__Problem__
Locate every line in the records below that contains the word "jeep", and copy each of those lines. Case counts.

(Entries from a set of point annotations)

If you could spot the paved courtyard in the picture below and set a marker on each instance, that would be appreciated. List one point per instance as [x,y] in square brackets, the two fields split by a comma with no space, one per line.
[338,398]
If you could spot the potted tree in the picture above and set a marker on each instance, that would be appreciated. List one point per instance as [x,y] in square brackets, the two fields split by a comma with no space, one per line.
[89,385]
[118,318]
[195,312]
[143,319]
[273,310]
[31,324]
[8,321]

...

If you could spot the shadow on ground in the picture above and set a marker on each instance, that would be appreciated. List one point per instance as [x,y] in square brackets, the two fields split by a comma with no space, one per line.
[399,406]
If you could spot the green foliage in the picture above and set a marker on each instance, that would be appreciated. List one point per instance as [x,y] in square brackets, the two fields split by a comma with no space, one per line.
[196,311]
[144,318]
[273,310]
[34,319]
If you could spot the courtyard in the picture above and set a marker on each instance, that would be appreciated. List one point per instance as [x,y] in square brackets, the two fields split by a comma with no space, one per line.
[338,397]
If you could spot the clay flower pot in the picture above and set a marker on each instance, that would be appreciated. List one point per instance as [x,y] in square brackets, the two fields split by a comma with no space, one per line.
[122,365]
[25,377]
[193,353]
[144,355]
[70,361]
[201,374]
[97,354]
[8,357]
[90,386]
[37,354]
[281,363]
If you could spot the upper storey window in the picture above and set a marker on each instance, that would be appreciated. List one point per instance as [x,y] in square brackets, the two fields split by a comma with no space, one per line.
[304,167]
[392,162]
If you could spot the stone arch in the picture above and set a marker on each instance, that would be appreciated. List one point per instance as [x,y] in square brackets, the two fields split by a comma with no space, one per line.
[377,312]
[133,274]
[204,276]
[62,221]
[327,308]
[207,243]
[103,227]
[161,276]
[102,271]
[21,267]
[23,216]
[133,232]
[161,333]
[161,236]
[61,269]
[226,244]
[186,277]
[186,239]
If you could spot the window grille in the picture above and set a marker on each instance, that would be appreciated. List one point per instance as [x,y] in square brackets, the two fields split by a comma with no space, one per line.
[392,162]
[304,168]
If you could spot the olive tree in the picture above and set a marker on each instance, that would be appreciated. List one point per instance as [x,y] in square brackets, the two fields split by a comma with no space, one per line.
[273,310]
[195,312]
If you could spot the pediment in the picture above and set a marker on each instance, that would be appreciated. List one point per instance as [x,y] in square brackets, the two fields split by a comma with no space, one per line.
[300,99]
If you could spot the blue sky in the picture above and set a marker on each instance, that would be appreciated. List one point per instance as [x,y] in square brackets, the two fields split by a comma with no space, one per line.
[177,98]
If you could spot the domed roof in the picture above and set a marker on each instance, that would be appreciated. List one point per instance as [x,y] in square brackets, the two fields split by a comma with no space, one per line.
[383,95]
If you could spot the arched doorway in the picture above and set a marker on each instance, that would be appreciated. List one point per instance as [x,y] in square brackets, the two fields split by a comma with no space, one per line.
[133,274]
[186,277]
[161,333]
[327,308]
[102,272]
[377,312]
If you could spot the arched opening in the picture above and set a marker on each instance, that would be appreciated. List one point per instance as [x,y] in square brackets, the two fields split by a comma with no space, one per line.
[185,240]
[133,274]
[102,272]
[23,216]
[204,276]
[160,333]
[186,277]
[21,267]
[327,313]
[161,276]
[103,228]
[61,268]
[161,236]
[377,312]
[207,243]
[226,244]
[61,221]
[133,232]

...

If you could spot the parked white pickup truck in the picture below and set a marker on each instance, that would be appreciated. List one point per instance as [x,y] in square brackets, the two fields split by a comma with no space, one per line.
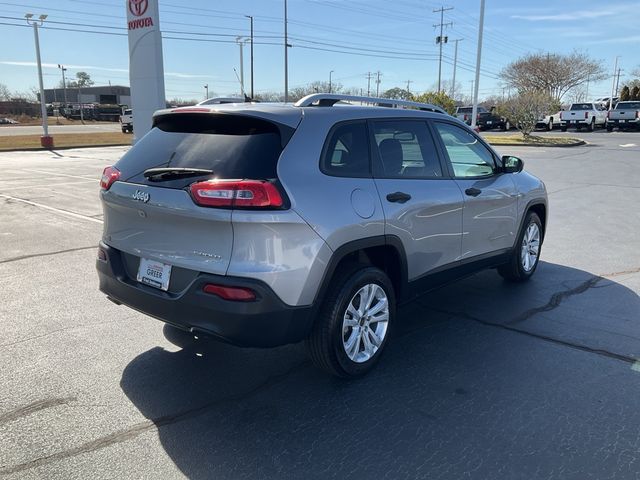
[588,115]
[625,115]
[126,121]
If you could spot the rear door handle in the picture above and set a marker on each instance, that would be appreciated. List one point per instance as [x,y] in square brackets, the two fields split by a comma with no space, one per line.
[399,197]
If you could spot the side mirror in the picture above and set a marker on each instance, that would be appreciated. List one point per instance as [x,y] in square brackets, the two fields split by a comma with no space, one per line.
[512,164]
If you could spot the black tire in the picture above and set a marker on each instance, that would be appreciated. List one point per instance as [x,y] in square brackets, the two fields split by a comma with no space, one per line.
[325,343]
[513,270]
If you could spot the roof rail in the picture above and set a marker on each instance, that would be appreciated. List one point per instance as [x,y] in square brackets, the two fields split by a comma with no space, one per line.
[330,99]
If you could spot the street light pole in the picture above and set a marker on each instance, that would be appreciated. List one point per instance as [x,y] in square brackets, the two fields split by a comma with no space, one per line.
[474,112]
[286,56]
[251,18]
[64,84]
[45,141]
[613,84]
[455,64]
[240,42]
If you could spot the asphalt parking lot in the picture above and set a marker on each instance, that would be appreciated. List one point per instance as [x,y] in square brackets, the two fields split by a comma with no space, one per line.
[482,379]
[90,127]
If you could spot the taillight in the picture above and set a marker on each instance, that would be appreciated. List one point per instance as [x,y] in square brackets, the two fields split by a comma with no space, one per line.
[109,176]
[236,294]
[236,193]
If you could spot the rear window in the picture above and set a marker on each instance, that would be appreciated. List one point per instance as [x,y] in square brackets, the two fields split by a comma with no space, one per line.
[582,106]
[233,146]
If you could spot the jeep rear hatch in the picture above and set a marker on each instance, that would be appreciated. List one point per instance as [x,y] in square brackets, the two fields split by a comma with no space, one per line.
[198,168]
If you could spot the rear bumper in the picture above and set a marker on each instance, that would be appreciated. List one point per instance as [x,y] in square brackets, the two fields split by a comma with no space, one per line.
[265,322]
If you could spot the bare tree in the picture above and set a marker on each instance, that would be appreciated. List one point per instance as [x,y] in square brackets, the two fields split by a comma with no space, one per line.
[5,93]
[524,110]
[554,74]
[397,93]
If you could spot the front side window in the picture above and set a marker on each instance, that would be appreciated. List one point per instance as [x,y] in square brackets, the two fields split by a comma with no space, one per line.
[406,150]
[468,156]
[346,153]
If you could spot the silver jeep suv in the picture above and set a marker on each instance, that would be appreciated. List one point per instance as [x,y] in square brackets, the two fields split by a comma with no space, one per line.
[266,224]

__Answer to the problem__
If you could spot the jeep rear hatch in the picture above and set a marker on each instance, that would be appreciated. List one point per instance as [x,y] in square brackets, the two fields split by a comma with no space, one per line.
If you could spot the silver jeep suv in the picture above and set a marker on each instance, that would be appreciated. List one point per instance as [x,y] in square brackets, the two fields split by a comma with no space, one per line.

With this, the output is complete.